## SEZIONE DEL TESTO
►

La violenza di gruppo nell’adolescenza, secondo Agostino

Le idee del celebre filosofo romano Agostino d’Ippona possono aiutarci a capire da dove vengono l’efferatezza e la violenza in adolescenza.


In copertina e lungo il testo opere di Henry Darger

di Antonio Del Castello

Domenica 27 agosto un gruppo di ragazzi, in un agriturismo ad Anagni, al termine di una festa di diciotto anni, ha massacrato a calci una capretta che si era avvicinata a loro, filmando e postando tutto su Instagram. La notizia è giunta al termine di un’estate segnata dalla notizia di due efferati stupri di gruppo commessi da ragazzi altrettanto giovani: il primo a Palermo a opera di sette persone tra i diciotto e i vent’anni contro una ragazza coetanea; il secondo a Caivano, in provincia di Napoli, da un gruppo composto in maggioranza da minorenni, ancora più numeroso, su due bambine di dieci e dodici anni. Anche allora le violenze sono state filmate e condivise in rete. I casi non vanno confusi: uno stupro e una violenza inflitta a un animale pongono eticamente e politicamente problemi molto diversi. Vengono qui richiamati insieme perché insieme sono stati mediaticamente discussi come sintomi diversi del medesimo presunto degrado giovanile: presunto perché discusso per lo più sulla base non di ricerche rigorose, ma della nostra personale percezione, inconsapevoli delle distorsioni prospettiche cui il nostro sguardo va incontro, o a partire tutt’al più dal “parere degli esperti”, non tendendo in conto che non è di per sé scienza il puro e semplice parere di uno scienziato.

◄

## ESTRATTI DEI DATI
►

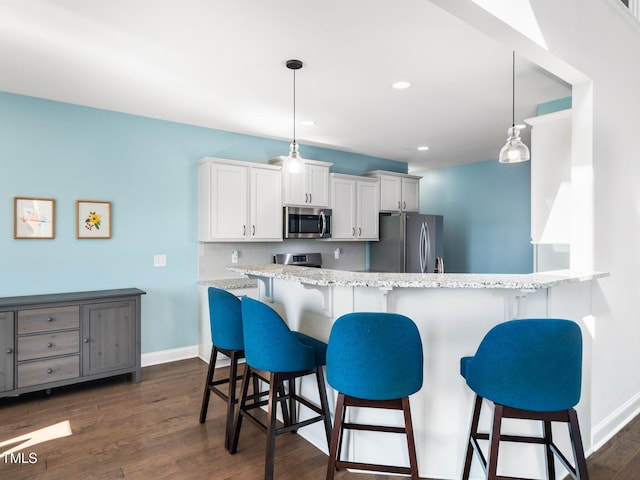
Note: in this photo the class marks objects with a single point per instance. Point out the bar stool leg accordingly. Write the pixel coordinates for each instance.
(232, 399)
(336, 437)
(473, 431)
(207, 386)
(324, 402)
(411, 444)
(576, 445)
(269, 464)
(548, 441)
(494, 441)
(237, 424)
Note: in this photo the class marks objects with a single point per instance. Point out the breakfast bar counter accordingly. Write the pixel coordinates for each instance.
(453, 312)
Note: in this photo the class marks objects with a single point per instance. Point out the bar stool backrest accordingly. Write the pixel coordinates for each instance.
(269, 344)
(375, 356)
(530, 364)
(225, 318)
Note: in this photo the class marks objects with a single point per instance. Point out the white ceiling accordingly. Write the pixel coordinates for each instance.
(221, 64)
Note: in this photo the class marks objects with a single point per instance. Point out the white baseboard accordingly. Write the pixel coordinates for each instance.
(607, 428)
(166, 356)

◄

Prosegui il testo sulla violenza di gruppo nell'adolescenza, riprendendo subito dopo la sua ultima frase.

In quanto violenza che trova forme di giustificazione o di vera e propria legittimazione nella cornice di una cultura tradizionale e diffusa (il patriarcato), lo stupro è un’emergenza politica di assoluta priorità. In un’altra forma di cultura della superiorità (lo specismo), tangenziale alla contrapposizione dei generi e alla violenza patriarcale, trova probabilmente la propria occasione un atto come quello di domenica, esercitato su una vittima percepita come debole e inerme. Di fronte al gruppo ogni singolo può, potenzialmente, configurarsi come debole o inerme (bullismo), ma in questo terzo caso il biasimo sociale è largamente condiviso; apparentemente il biasimo è esteso anche nel secondo caso, quello della violenza gratuita sugli animali; tuttavia, come società siamo del tutto indifferenti alle sofferenze indicibili a cui sono sottoposti gli animali negli allevamenti industriali.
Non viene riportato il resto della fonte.